= Beginning of Section =
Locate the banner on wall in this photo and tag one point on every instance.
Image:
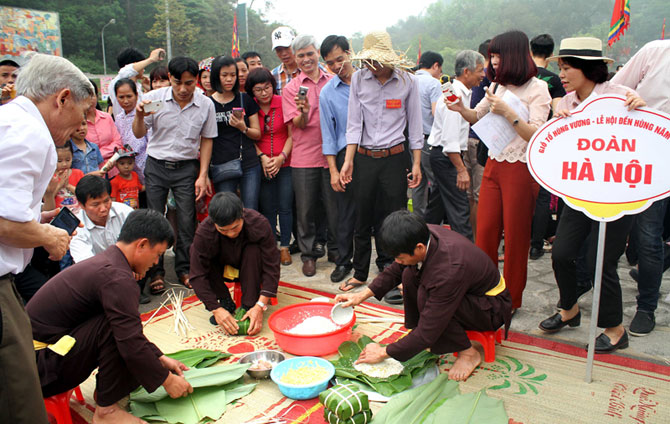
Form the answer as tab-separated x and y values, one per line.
604	160
23	30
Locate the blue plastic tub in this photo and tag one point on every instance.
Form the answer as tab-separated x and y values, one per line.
301	392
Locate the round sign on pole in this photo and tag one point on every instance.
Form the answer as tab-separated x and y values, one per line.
604	160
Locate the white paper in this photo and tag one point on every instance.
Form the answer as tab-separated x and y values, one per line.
495	131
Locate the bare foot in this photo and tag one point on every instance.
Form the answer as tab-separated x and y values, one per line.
114	415
466	362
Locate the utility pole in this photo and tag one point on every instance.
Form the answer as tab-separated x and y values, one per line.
167	30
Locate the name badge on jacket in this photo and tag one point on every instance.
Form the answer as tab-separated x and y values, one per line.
393	104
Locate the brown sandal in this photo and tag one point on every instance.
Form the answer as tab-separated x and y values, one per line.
157	285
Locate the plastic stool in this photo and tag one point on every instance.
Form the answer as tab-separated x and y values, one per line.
237	295
488	341
59	405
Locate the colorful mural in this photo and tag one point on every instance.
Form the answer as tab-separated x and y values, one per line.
29	30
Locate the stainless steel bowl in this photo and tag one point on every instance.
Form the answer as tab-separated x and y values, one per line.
272	356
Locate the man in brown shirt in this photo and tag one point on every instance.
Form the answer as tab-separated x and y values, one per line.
232	236
449	286
96	302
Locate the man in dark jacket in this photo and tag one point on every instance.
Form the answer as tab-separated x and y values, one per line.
229	241
95	302
449	286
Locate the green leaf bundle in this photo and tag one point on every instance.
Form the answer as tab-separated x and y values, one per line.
349	353
198	358
243	326
213	389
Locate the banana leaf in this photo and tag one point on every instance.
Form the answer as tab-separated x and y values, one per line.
198	377
414	405
198	358
349	353
204	404
243	326
469	408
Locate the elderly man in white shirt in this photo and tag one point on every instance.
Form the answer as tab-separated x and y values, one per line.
53	96
449	139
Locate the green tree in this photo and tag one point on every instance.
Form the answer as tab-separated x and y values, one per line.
183	32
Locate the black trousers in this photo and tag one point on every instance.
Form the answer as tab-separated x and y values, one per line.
574	229
95	348
374	177
455	201
346	219
313	196
159	180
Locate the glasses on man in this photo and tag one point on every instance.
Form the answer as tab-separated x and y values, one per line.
262	89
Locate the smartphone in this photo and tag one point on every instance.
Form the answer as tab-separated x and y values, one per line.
302	92
66	220
154	106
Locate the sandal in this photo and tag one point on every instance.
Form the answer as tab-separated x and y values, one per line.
157	285
185	281
350	284
394	297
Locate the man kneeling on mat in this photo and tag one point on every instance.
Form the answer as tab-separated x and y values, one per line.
449	286
96	303
234	242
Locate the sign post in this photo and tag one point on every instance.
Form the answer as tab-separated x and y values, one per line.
606	162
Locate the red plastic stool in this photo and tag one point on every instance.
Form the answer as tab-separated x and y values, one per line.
237	294
488	341
59	405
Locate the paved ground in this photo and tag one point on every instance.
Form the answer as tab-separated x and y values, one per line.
539	302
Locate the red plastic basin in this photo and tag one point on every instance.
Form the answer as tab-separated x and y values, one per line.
302	345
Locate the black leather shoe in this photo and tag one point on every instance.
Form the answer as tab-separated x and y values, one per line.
536	253
554	322
293	248
333	257
604	344
339	273
319	250
582	289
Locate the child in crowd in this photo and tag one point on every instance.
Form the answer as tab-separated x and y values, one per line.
126	186
68	178
86	156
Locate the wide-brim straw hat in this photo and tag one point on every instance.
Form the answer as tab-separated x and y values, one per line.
377	47
587	48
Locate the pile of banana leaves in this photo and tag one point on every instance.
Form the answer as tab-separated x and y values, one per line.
349	353
213	389
440	402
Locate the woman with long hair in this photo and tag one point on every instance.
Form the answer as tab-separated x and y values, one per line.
237	120
508	192
274	149
125	90
583	74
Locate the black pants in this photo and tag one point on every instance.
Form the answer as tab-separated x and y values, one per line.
346	219
373	177
541	218
95	348
159	180
312	189
20	394
455	201
573	229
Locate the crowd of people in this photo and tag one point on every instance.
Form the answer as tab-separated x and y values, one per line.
316	157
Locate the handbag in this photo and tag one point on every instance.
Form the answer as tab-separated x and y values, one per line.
228	170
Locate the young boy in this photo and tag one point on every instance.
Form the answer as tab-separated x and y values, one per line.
86	155
68	178
126	186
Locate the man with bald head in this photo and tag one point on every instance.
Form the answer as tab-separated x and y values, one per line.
53	96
= End of Section =
### YOUR ASSIGNMENT:
Set down the material above as is, without any pictures.

### WRITTEN RESPONSE:
Locate the banner on wall in this photo and tag one point on every instance.
Image:
Form the answer as tab-separated x and y values, one per line.
604	160
23	30
Locate the blue plastic tub in this photo and tag one point on every instance.
Form the answer as tab-separated x and y values, one per line.
301	392
Locate the round sign on pole in this photo and tag one point on every instance.
Form the answer as tab-separated x and y values, one per line.
604	160
Locate the white paper in this photo and tag one point on every instance.
Form the answer as tab-separated x and y values, one per line.
495	131
Locate the bare foot in this photo and tag one point on every instance.
Form the answer as tab-separated x and y values, one per line.
114	415
466	362
Locate the utility pole in this photo and tag one point on every instance.
Form the answer as tab-separated x and y values, one per line.
167	30
Locate the name badge on jacket in this photo and tag one point on every instance.
Form the answer as tab-separated x and y values, one per line.
393	104
Locate the brown sandal in this photo and tag one point on every instance.
Form the answer as tab-separated x and y values, one per line.
157	285
Locate the plastic stool in this photo and tag one point on every instance.
Form the answer as tab-separated x and y values, one per line.
237	295
488	341
59	405
Locate the colorful mural in this photo and tag one point on every instance.
Form the answer as tab-separated x and y values, one per line.
29	30
Locate the stainless steel bowl in this photo and tag one point on every instance.
Form the answer as tab-separated x and y values, one per line.
272	356
Locate the man in brown shirt in this photo and tag one point on every instance.
Form the answer as tab-separated x and y values, one per line.
232	236
449	286
96	302
Locate the man in dark jacket in this photo and tag one point on every instance.
Form the answer as tab-separated x and y values, one per line.
229	241
95	302
449	286
Locate the green leaf bundle in this photo and tag one point on every instance.
Form the answer as tab-separated x and y values, one per line.
349	353
198	358
243	326
213	389
Locate the banana leaf in this photo and tag one point on every instance.
Form the answer as tab-separated x and y values, one per line.
198	377
414	405
198	358
349	353
204	404
243	326
469	408
Locate the elderly man in white shirt in this photo and tag one point on every instance.
Form the answer as tab-separated x and y values, one per line.
53	96
449	139
Locate the green tree in this photo and tag one point on every instance.
Form the answer as tab-separated x and y values, one per line.
183	32
Locate the black trousers in this photo and tag one point on every instance.
Form the answer as tab-separated x and y values, one per line.
574	229
95	348
374	177
455	201
346	219
313	196
159	180
Locate the glasses on man in this photo and tag one point on every instance.
Form the answer as tab-separated x and y values, one per line.
262	89
Locate the smartphone in this photo and tag one point on every instance.
Form the answer as tab-separated x and y values, one per line.
302	92
66	220
154	106
Locate the sandal in this photo and tag one point on every instance.
Form the answer as tab-separated x and y values, one per line.
157	285
185	281
350	284
394	297
Locate the man kneeling on mat in this photo and tag one point on every instance.
Form the answer as tab-separated x and y values, one per line.
449	286
96	303
234	242
Locate the sign post in this photo and tag one point on every instance.
Form the answer as tab-separated x and y values, one per line.
606	162
Locate the red plastic stool in this photo and tag one point on every instance.
Form the answer as tab-separated x and y values, one per line.
237	294
488	341
59	405
Locate the paved ground in this photo and tag one point on every instance.
Form the answer as tab-separated x and y values, one per line.
539	302
Locate the red plastic basin in this photo and tag one point on every instance.
Form the answer as tab-separated x and y values, one per line.
302	345
Locate the black leather shoe in this photo and tag one point on every instance.
Form the answer as tab-separated x and y values, one per line.
536	253
554	322
293	248
333	257
604	344
339	273
319	250
582	289
Locate the child in crowd in this photo and tag one point on every instance.
Form the answer as tab-separated x and y values, one per line.
126	186
68	178
86	156
Locate the wide-brim straw hat in this photo and tag one point on every instance.
Form the answer as tab-separated x and y values, one per line.
377	47
587	48
Locate the pile of banana leaves in this photo and tag one point on every instance.
Form the answer as tab-separated x and y values, one per line.
349	353
213	389
440	402
Locate the woman with long hair in this photo and tag one point on every instance.
Form the answer as tab-separated x and y values, one per line.
237	120
508	192
274	149
125	90
583	74
Locate the black pants in this photo and tag one point on every instance.
Form the answer as tab-separated x and y values, one per line.
346	219
373	177
541	218
95	348
159	180
312	189
20	394
455	201
573	229
Locate the crowd of people in this photo and tag one point on every instance.
Form the answer as tab-separated x and y values, one per line.
316	157
Locate the handbag in this photo and tag one point on every instance.
Form the answer as tab-separated x and y values, one per line.
228	170
Locate the young boy in this photo and tag one point on every instance.
Form the answer as tab-separated x and y values, one per line.
86	155
68	178
126	186
Locate the man with bald head in this photo and tag one point on every instance.
Form the answer as tab-separated x and y values, one per line.
53	96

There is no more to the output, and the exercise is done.